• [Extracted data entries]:

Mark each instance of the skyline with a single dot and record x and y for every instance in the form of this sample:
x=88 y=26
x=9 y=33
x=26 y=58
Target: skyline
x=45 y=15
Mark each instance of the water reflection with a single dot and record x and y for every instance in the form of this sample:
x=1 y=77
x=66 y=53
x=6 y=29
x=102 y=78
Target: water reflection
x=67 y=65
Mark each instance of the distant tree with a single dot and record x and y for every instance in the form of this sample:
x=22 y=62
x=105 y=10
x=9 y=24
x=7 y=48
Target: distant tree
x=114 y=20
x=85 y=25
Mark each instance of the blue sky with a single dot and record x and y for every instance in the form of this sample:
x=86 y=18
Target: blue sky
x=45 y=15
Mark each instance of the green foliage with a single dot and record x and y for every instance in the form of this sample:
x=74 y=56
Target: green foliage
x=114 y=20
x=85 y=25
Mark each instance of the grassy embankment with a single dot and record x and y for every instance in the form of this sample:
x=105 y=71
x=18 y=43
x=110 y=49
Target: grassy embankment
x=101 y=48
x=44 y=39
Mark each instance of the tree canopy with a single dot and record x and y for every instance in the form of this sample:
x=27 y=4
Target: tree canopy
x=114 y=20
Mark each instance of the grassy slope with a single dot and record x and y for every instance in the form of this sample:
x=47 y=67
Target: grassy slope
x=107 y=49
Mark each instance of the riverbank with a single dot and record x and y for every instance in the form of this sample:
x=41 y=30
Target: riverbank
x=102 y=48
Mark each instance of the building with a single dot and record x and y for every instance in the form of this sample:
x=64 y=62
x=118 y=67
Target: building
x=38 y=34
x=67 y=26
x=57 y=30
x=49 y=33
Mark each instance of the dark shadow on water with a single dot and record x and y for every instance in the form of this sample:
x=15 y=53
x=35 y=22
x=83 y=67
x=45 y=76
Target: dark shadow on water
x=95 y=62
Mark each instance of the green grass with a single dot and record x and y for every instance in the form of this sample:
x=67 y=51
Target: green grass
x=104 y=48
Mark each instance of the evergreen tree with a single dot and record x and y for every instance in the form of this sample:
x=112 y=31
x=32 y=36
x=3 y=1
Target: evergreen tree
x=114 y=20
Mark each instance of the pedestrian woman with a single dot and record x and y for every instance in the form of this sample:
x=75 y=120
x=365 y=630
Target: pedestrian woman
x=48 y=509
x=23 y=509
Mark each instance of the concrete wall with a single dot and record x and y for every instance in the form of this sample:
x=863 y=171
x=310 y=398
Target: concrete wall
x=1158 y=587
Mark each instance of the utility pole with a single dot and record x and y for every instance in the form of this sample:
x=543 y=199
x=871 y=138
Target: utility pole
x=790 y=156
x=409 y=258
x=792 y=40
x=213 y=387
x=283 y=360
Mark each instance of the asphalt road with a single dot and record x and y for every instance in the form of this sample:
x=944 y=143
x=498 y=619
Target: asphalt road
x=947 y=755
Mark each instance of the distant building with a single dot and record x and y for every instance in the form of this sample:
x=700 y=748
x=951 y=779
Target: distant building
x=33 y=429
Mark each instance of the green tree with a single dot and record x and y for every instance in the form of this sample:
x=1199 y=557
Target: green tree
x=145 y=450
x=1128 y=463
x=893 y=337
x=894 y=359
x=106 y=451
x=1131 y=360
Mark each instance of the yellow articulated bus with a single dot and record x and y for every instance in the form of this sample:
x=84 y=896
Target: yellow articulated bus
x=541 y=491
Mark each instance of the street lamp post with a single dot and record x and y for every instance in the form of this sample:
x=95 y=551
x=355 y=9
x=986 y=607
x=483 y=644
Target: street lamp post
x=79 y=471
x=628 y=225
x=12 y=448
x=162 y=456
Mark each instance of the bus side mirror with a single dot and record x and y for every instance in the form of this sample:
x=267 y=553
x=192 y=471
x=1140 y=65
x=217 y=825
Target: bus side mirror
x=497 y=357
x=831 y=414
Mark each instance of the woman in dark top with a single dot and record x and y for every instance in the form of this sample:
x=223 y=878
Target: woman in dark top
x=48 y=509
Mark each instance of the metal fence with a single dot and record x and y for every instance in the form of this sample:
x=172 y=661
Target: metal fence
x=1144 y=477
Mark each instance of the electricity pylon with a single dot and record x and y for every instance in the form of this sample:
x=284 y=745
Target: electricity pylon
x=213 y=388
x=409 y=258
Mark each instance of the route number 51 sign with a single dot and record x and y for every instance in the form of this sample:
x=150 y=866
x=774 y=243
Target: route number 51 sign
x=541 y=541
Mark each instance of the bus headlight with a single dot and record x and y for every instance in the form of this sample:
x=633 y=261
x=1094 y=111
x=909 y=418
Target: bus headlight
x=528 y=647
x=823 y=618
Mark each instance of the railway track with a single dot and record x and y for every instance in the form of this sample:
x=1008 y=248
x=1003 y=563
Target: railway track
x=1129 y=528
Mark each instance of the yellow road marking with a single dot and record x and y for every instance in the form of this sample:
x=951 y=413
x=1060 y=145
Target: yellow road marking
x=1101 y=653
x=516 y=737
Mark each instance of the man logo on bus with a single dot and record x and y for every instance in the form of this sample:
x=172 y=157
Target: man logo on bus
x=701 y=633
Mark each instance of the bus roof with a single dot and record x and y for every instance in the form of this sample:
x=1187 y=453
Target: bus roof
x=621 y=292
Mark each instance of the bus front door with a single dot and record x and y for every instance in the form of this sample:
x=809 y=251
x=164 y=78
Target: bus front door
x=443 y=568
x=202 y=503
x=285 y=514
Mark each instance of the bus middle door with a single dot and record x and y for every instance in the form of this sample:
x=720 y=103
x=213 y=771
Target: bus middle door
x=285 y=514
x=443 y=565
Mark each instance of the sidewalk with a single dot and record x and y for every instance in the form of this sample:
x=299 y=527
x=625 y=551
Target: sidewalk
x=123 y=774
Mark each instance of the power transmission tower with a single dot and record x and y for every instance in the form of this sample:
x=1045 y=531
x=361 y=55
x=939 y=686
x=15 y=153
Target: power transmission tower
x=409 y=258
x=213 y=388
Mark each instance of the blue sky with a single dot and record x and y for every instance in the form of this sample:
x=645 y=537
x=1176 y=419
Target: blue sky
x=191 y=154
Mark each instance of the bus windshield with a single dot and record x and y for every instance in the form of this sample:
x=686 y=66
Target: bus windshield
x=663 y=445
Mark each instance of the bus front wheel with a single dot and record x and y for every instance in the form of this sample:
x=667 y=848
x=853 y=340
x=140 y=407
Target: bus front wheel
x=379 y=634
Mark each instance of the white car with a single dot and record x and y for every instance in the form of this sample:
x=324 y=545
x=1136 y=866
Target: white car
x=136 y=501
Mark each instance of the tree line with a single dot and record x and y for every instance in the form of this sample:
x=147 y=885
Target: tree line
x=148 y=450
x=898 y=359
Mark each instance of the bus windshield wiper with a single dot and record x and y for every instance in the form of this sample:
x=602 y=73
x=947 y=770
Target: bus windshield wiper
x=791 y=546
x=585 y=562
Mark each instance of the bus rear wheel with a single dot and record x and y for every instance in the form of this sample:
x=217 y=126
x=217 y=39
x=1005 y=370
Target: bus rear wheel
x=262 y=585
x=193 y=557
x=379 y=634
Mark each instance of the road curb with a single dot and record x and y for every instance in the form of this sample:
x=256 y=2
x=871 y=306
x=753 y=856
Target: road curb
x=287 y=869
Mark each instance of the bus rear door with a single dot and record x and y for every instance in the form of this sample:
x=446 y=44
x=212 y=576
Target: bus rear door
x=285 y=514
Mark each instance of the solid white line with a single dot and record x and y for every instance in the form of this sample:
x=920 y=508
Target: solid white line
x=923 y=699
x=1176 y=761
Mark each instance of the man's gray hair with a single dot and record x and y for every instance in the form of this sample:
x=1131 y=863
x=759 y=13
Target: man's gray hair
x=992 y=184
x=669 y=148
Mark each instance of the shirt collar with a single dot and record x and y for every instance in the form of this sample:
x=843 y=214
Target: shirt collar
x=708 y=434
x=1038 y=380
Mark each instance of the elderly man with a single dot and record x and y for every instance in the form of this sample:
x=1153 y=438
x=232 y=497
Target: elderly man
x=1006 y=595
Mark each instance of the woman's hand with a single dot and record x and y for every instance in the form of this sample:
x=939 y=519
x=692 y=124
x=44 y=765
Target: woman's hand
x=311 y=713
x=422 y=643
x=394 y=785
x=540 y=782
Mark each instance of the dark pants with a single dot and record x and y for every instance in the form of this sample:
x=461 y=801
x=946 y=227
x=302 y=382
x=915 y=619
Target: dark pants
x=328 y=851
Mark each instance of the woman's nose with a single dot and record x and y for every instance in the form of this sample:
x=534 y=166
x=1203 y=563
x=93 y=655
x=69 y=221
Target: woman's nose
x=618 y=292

• [DIRECTION]: Copy the lines above without changes, beginning with the line that contains "Mark each instance of the bus windshield with" and ending with the line that contains "x=663 y=445".

• [SOLUTION TO THE EXERCISE]:
Mark each instance of the bus windshield with a single dot and record x and y for every instance in the form of this sample:
x=686 y=66
Target: bus windshield
x=663 y=445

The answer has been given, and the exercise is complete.